[Rows contained in a dataset]

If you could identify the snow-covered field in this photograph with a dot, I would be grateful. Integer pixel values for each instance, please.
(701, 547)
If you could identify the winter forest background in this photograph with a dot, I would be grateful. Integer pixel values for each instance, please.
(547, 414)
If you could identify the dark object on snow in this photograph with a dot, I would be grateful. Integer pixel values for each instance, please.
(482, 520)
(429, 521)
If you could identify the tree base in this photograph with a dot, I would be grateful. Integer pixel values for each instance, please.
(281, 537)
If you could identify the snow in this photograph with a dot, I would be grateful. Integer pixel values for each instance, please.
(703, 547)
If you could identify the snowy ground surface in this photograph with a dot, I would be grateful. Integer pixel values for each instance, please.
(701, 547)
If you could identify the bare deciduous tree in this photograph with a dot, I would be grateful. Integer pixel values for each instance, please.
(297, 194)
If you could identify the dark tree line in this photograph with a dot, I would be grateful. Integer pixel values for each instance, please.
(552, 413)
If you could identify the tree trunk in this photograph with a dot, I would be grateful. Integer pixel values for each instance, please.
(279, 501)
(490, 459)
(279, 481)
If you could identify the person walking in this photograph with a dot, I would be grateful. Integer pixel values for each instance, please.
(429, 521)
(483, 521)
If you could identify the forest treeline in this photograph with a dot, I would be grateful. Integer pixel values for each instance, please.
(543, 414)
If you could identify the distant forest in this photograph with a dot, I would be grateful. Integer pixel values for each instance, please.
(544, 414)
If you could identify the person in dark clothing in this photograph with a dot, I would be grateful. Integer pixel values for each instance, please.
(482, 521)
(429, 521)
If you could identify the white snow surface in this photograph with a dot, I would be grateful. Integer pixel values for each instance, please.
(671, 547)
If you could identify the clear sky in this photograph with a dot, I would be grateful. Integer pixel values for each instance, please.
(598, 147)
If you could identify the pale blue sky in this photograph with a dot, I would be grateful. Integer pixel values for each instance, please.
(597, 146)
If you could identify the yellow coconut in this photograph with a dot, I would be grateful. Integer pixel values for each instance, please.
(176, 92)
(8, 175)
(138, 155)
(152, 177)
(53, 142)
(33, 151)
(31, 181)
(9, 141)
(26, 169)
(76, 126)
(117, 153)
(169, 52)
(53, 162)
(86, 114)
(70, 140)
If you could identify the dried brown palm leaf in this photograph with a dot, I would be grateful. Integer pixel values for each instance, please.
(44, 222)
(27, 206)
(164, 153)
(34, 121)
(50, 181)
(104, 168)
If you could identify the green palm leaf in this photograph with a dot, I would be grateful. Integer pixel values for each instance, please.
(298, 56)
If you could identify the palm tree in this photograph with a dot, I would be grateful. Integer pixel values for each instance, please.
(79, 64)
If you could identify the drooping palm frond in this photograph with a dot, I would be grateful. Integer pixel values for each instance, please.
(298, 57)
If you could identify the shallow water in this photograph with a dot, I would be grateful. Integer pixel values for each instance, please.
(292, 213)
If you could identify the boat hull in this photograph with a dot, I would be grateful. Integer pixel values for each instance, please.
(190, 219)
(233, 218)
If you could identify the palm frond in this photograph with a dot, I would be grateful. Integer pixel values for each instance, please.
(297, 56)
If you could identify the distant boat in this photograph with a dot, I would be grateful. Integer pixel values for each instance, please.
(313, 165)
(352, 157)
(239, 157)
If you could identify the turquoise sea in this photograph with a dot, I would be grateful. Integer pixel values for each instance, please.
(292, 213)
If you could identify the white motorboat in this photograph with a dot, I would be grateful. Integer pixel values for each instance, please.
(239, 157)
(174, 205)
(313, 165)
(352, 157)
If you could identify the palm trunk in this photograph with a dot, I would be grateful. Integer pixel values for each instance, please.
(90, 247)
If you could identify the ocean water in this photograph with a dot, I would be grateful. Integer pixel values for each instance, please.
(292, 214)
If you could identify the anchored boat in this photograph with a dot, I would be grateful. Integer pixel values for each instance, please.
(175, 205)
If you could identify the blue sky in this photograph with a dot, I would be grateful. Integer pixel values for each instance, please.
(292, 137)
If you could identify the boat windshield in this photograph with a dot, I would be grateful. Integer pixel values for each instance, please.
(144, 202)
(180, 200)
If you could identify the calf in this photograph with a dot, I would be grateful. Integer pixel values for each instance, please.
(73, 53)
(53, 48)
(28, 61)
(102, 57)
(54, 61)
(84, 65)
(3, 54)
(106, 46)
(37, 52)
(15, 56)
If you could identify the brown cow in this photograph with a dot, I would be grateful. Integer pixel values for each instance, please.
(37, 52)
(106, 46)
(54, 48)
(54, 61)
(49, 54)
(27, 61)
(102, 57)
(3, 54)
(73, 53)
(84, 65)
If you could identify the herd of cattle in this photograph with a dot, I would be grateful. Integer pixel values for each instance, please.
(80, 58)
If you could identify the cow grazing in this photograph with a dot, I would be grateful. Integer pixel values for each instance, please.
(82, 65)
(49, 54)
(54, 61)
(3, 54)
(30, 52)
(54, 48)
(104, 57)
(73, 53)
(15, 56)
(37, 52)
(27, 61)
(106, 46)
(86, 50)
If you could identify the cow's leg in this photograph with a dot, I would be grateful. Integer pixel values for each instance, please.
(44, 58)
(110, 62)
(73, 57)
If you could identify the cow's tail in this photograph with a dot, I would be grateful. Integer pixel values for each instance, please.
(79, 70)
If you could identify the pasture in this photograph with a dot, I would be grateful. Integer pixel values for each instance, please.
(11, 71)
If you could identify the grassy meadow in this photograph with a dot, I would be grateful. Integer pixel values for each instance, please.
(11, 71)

Work to be completed: Reproduce everything from the row containing "If you could identify the cow's leg" down to the last row, requests included and left unchanged. Multiply every pixel coordinate in the answers by 0.95 and round each result to a whole number, with halves rounded up.

Solved problem:
If you could identify the cow's leg in this photograph with a dot, I would be grateful. Integer pixel values for each instance, please.
(42, 55)
(105, 59)
(69, 54)
If you could identify the cow's tail in this photograph with a dot, I would be grateful. Integer pixel values for each instance, please.
(75, 67)
If you could identify the pasture in this photograph with a dot, I would be grateful. Integer pixel values for each instance, please.
(10, 67)
If you could identify the grassy meadow in this photograph with a dot, I would be grateful. Integer pixel values for each instance, please.
(10, 67)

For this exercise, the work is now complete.